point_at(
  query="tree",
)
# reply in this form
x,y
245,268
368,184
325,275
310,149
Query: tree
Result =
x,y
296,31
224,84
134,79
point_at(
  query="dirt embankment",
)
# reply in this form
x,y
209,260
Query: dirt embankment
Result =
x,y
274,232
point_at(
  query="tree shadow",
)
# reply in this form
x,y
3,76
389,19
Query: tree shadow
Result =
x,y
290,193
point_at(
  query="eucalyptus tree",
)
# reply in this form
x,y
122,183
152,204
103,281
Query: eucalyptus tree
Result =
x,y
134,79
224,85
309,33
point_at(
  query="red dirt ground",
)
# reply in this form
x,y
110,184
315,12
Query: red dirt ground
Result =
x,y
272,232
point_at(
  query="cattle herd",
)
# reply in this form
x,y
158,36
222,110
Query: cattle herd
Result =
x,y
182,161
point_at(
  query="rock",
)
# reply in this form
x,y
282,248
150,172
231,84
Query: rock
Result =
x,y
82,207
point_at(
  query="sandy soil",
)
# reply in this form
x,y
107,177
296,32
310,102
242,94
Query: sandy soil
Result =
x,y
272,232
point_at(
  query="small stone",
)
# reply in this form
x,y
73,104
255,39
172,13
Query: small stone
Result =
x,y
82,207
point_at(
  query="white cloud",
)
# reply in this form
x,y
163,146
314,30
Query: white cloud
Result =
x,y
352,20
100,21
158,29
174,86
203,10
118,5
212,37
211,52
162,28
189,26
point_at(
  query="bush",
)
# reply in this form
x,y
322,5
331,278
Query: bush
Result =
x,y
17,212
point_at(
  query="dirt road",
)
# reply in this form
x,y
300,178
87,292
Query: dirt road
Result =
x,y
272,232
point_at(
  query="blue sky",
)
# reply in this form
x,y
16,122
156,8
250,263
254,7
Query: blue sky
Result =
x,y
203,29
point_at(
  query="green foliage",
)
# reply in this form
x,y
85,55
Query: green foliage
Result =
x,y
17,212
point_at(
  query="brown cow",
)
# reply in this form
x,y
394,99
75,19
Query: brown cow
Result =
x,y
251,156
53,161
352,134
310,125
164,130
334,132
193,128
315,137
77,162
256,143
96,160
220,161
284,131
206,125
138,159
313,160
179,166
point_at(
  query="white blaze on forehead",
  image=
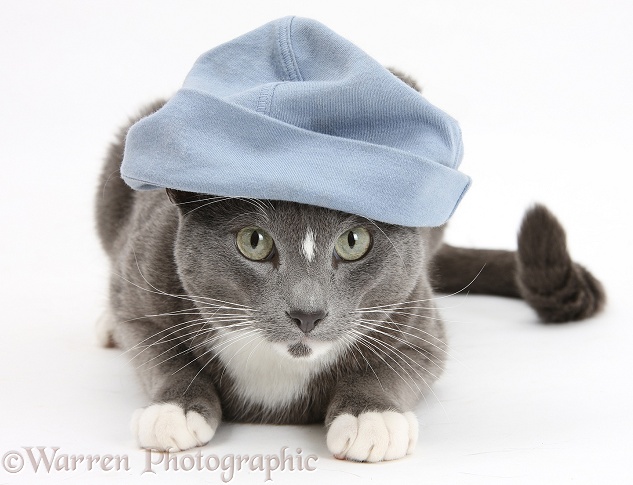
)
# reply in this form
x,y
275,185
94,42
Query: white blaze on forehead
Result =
x,y
308,247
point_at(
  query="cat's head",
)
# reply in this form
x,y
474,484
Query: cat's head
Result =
x,y
296,275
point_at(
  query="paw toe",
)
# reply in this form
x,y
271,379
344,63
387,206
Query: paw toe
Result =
x,y
167,427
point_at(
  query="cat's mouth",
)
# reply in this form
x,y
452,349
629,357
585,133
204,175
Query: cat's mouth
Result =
x,y
300,349
305,348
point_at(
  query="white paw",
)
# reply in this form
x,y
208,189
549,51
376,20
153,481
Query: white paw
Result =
x,y
373,436
165,427
105,329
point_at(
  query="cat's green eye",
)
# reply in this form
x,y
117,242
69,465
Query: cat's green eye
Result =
x,y
353,244
255,243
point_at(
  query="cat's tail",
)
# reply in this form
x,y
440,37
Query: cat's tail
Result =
x,y
540,271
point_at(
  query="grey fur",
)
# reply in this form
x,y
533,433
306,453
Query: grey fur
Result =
x,y
173,256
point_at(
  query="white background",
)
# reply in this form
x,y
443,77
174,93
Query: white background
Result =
x,y
542,90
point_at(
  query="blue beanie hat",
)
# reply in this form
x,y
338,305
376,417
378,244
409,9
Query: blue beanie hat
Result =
x,y
292,111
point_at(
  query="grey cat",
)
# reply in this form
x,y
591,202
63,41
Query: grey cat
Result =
x,y
265,311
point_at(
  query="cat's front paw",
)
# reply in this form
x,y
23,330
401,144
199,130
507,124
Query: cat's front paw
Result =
x,y
373,436
166,427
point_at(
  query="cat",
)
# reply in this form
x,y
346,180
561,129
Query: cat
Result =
x,y
264,311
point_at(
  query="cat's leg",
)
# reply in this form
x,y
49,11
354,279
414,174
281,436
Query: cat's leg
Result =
x,y
185,409
369,417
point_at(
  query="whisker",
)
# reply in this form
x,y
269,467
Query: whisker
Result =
x,y
435,298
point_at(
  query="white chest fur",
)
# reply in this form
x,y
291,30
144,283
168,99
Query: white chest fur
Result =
x,y
265,373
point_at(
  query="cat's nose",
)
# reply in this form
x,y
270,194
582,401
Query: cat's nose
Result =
x,y
306,321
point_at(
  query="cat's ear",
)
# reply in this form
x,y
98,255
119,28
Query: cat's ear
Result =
x,y
181,197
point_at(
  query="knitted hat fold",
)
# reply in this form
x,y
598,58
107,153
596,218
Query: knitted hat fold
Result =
x,y
292,111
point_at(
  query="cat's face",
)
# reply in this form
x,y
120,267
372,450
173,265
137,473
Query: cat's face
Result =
x,y
295,275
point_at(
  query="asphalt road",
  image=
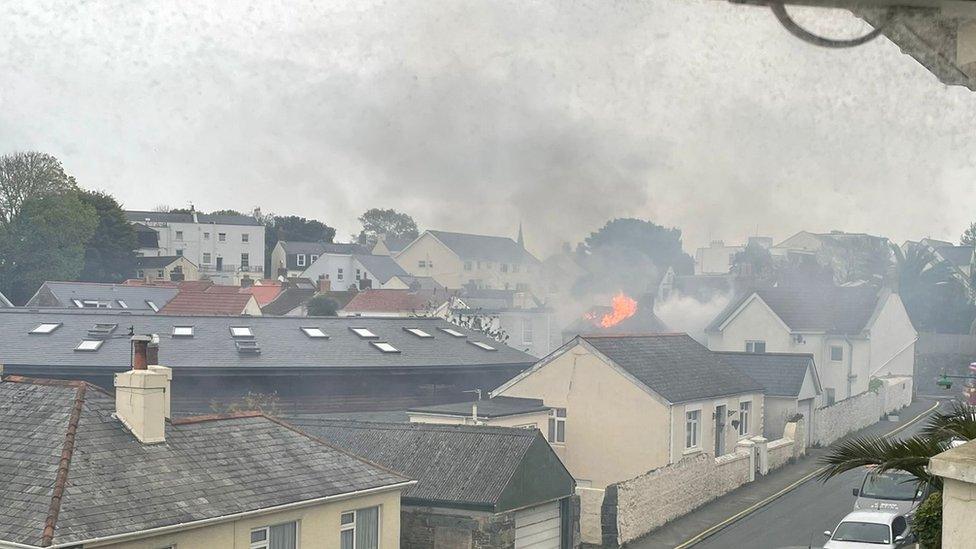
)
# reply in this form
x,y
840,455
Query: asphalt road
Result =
x,y
797,519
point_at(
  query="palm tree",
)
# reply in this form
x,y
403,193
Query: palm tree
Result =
x,y
911,455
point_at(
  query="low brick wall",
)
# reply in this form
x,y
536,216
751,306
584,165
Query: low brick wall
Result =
x,y
855,413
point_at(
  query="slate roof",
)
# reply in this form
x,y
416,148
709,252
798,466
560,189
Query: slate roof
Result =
x,y
409,301
109,483
831,309
455,464
782,374
156,261
229,302
284,347
486,248
674,366
499,406
382,267
134,296
138,216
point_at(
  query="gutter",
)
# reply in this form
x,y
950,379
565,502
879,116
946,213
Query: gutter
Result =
x,y
217,520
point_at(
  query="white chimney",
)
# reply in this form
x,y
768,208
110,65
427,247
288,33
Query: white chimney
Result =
x,y
141,396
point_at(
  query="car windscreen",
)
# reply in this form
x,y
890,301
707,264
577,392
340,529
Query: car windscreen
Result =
x,y
890,485
864,532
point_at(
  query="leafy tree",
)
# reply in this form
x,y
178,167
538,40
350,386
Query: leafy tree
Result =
x,y
109,255
631,255
968,237
322,305
28,175
292,227
45,241
390,223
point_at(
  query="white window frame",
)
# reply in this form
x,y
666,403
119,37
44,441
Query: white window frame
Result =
x,y
751,346
355,519
696,442
841,348
745,419
555,420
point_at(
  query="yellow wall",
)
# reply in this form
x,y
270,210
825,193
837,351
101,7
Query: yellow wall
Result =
x,y
318,527
614,429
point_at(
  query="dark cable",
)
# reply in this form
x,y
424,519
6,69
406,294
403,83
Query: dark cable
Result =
x,y
779,10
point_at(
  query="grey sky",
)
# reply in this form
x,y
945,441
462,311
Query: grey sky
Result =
x,y
473,116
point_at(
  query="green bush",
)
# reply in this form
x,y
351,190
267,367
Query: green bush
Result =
x,y
927,525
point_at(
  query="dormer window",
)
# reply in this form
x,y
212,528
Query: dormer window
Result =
x,y
452,332
364,333
89,345
46,328
418,332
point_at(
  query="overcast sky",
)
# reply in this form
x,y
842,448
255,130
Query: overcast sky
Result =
x,y
473,116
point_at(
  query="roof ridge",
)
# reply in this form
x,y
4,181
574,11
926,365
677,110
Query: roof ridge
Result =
x,y
61,478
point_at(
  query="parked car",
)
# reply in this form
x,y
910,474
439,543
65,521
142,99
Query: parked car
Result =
x,y
874,529
894,491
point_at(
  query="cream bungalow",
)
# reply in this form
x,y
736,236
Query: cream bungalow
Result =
x,y
623,405
853,333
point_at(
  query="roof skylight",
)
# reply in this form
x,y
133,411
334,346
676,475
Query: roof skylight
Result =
x,y
314,332
364,333
241,331
452,332
89,345
45,327
483,346
384,346
418,332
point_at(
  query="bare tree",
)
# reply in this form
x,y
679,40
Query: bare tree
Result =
x,y
26,175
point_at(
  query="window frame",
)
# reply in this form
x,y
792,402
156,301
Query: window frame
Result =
x,y
554,423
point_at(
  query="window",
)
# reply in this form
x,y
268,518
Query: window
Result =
x,y
89,345
557,426
836,353
314,332
385,347
360,529
241,331
755,346
46,328
744,409
281,536
364,333
692,428
482,346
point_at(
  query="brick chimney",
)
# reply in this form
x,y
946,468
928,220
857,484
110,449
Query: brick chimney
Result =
x,y
141,395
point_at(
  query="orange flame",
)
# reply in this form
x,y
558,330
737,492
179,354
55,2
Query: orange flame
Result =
x,y
623,308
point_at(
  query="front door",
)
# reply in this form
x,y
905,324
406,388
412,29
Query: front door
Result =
x,y
719,430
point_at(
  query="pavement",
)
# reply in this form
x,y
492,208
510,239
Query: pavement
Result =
x,y
786,508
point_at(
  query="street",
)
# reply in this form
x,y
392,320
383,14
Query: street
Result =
x,y
799,518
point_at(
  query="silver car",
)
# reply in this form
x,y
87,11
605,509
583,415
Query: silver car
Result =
x,y
870,529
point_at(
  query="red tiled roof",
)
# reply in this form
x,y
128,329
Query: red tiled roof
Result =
x,y
207,303
370,301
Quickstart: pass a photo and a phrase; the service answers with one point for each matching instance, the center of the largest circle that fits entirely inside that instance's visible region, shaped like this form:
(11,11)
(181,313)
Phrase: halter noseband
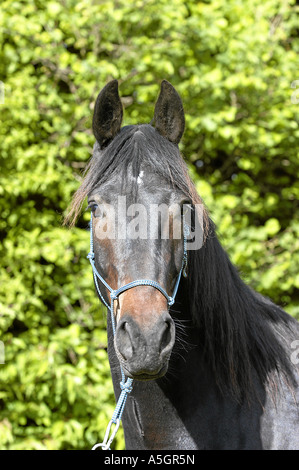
(126,386)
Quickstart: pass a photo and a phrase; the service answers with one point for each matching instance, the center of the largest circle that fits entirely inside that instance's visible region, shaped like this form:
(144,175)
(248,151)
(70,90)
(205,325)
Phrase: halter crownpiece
(127,385)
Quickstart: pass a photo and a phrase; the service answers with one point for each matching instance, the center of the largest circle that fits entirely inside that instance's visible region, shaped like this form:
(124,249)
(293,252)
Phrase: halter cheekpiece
(126,385)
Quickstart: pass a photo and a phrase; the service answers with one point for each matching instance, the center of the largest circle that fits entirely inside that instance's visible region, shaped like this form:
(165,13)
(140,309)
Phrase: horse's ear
(169,113)
(108,113)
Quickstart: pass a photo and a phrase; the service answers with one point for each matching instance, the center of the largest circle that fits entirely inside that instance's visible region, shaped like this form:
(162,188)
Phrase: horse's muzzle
(144,351)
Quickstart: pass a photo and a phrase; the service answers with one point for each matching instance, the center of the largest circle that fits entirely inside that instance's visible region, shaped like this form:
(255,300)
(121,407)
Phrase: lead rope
(126,386)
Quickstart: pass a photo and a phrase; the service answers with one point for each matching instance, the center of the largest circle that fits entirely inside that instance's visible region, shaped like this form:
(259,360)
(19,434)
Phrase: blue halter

YOUR TASK: Every line above with the string "skylight" in it should be copied into the answer.

SOLVED EXERCISE:
  query="roof skylight",
Query: roof skylight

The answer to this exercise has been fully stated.